= Goal of the exercise =
The expected answer is every line of the material that contains the word "instance".

= Given information =

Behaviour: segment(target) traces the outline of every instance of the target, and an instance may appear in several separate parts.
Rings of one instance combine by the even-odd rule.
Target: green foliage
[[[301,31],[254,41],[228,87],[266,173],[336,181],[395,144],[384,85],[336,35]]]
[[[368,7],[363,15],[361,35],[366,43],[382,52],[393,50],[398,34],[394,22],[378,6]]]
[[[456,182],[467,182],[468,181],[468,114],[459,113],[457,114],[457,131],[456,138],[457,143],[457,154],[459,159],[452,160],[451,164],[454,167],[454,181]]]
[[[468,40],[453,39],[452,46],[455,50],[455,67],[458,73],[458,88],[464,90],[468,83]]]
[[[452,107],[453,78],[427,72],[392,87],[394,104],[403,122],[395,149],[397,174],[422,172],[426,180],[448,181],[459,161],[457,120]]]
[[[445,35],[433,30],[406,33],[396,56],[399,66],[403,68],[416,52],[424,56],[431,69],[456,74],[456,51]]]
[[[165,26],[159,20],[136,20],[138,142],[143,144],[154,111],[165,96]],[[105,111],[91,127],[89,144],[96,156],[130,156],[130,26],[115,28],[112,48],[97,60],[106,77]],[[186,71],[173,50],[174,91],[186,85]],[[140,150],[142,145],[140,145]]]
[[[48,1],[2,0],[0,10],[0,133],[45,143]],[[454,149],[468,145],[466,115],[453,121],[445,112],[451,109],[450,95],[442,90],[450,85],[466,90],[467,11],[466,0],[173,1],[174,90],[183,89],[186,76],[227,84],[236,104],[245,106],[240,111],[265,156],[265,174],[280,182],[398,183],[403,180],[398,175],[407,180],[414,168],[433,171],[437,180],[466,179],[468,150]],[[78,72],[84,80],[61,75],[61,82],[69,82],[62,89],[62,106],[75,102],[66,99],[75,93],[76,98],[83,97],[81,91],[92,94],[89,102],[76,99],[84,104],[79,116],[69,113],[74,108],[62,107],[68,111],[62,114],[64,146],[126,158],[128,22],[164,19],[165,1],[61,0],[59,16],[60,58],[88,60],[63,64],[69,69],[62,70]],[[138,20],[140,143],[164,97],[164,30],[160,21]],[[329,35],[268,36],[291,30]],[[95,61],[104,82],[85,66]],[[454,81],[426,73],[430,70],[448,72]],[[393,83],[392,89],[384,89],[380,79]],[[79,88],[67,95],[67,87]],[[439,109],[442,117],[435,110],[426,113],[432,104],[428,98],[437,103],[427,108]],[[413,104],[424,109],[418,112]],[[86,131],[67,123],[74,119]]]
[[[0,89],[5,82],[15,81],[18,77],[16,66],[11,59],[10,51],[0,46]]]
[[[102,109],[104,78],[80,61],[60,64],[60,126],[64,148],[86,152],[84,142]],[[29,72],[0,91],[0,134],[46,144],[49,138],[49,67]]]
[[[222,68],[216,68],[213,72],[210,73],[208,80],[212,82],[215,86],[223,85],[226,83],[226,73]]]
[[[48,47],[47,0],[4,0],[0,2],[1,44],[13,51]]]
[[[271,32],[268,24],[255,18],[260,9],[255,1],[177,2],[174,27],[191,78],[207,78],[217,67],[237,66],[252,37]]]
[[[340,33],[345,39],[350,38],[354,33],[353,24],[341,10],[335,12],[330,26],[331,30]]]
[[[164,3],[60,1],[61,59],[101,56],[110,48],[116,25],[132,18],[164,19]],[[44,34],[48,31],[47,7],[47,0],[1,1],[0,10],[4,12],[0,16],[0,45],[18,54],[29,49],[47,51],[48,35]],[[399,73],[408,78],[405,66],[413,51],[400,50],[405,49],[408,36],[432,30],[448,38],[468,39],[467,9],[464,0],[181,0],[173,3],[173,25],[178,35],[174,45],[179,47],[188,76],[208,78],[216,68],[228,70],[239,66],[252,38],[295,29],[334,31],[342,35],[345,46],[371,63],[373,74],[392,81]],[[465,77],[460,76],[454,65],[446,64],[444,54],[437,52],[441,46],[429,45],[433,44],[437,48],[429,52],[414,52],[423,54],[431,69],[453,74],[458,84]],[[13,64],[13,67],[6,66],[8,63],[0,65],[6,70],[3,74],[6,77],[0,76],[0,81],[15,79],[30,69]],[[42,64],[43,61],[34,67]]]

= Solved exercise =
Behaviour: segment(target) traces the outline of every instance of the target, and an instance may appear in several separate parts.
Rings of one instance combine by the even-odd rule.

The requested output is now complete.